What you will do – Reproduce every one of the entries below verbatim, keeping each line unchanged and in its original order.

Data for this exercise –
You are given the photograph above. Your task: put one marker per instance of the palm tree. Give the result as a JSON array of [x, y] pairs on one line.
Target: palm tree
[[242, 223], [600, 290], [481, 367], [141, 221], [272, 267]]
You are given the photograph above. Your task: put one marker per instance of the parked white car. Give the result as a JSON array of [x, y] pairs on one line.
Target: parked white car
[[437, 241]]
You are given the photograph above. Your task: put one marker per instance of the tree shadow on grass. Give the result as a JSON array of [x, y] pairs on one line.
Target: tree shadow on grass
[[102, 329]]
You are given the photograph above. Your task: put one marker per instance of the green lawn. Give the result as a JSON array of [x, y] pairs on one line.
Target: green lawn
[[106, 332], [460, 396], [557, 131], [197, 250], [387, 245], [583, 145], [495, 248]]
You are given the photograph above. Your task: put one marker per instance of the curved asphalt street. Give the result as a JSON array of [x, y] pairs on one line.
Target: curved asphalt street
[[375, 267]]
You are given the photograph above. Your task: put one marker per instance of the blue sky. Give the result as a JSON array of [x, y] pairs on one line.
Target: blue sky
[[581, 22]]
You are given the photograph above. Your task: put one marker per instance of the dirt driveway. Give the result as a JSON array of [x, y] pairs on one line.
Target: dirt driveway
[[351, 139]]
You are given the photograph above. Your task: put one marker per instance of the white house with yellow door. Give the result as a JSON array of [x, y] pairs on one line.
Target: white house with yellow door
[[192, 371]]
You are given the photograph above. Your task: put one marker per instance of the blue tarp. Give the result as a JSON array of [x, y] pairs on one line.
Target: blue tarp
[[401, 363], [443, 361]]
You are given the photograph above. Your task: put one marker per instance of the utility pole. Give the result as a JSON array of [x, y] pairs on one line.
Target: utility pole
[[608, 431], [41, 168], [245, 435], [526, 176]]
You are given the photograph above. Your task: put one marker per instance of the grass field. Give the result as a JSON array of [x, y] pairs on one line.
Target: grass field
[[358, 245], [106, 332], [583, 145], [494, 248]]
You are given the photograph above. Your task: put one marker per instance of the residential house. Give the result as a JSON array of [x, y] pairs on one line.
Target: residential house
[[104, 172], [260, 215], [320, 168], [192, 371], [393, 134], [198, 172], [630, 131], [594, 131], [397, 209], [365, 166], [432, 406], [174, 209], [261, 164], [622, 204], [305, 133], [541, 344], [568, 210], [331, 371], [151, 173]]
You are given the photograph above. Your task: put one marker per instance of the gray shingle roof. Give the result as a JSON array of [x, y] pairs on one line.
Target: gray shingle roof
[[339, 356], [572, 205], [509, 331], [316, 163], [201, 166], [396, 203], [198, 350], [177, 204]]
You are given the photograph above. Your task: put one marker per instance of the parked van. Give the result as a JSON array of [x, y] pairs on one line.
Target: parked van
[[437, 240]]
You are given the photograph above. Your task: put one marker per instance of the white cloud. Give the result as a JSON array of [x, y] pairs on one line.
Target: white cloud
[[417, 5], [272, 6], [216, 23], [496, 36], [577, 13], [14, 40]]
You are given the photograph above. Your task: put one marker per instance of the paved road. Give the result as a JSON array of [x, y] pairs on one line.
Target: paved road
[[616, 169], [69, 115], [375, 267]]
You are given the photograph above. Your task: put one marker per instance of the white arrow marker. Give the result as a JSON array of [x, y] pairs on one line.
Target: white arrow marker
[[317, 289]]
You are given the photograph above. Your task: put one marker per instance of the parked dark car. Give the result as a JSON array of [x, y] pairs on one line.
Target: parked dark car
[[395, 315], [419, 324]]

Response to the task –
You are given the photograph above. Your task: put one marker per instance of the palm tree. Give the result as a JSON array of [x, y] pairs on one line.
Target: palm tree
[[242, 223], [600, 290], [481, 367], [141, 221], [272, 267]]
You are given the photograph above. Your task: put one marker per instance of the parked white car. Give the result as a JSON array of [x, y] pairs on one line.
Target: parked white car
[[437, 241]]
You are given the photograph above. Your task: put one marker per instance of the tree shadow on grass. Give the result as a JSON array of [x, y] pairs on one line.
Target: tree shadow on grass
[[102, 329]]
You are given the photograph above. Your task: put one marker per instance of the green lawn. Give the result as a JSON array of [x, y] pairs on one line.
Target: green lawn
[[106, 332], [460, 396], [557, 131], [197, 250], [387, 245], [583, 145], [495, 248]]
You are given the photograph above. Your task: put one marker per instance of the curved asphalt street. Give the result as a JSON array of [x, y] pairs on one line.
Target: curved asphalt street
[[375, 267]]
You are given the photograph above. Your task: put one marker per instance of the blue sky. Give the result as a JSON array of [x, y] pairs on one line.
Target: blue sky
[[581, 22]]
You are given the photograph above. Your task: put one marker per instance of the dirt driveway. Give the result as a JSON array of [x, y] pairs on one line.
Target: dirt driveway
[[351, 139]]
You are given the photograph above. Your task: put one marker per instance of the white house with yellow door. Give the result as a JSON array of [x, y] pairs on one line.
Target: white house with yellow door
[[192, 371]]
You are given the photograph above. Your task: put one marker per instance of the blue tarp. Give the result as a JSON array of [x, y] pairs on one line.
Target: blue tarp
[[401, 363], [443, 361]]
You are given the photograph above. Your task: put one marker per instance of the utility pole. Give the result as a JSON array of [x, y] pairs on one line.
Target: utility pole
[[608, 431], [41, 168], [245, 435], [526, 176]]
You are given the photograph above. Your task: put one marker per instance of the grass field. Give the result as a JSON array of [x, y] pairs on one line.
Target: grass field
[[358, 245], [106, 332], [583, 145], [494, 248]]
You are given the photograph above. Your task: put one marker per instance of the residential house. Give the result as a JSON array of [x, y] pairs on one line.
Target: residential house
[[104, 172], [260, 215], [320, 168], [192, 371], [393, 134], [198, 172], [630, 131], [594, 131], [397, 209], [365, 166], [432, 406], [174, 209], [261, 164], [622, 204], [305, 133], [541, 344], [568, 210], [331, 371], [151, 173]]
You are given the photograph above. Your task: put one marker per instance of the gray shingle roof. Give the result as a JSON array of [x, y] pairs on one line.
Target: gray shingle roof
[[339, 356], [572, 205], [509, 331], [316, 163], [201, 166], [396, 203], [198, 350], [177, 204]]
You are given the photograph above. Your task: put one marker per instance of the parked van. Give the result as a JSON array of [x, y] pairs on one line.
Target: parked van
[[437, 240]]
You are given the photograph above. Your task: put one marker per instance of the white cloud. Give the result as a JSON array of [x, y] pairs on one line.
Target: white cloud
[[417, 5], [272, 6], [216, 23], [496, 36], [577, 13], [14, 40]]
You are given the photograph above. Your task: put one marker per instance of the paved road. Give the result as a JSON array of [x, y] pairs on one line.
Target: paved road
[[616, 169], [69, 115], [375, 267]]
You are given the photograph above. Your task: put one marker per instance of the white arrow marker. Give the result as a JSON array of [x, y] pairs on one line.
Target: white arrow marker
[[317, 289]]
You are given the photograph above. Your task: put one marker per instance of the parked dark car. Give the result as a JSON array of [x, y] pairs on one line.
Target: parked dark car
[[395, 315], [419, 324]]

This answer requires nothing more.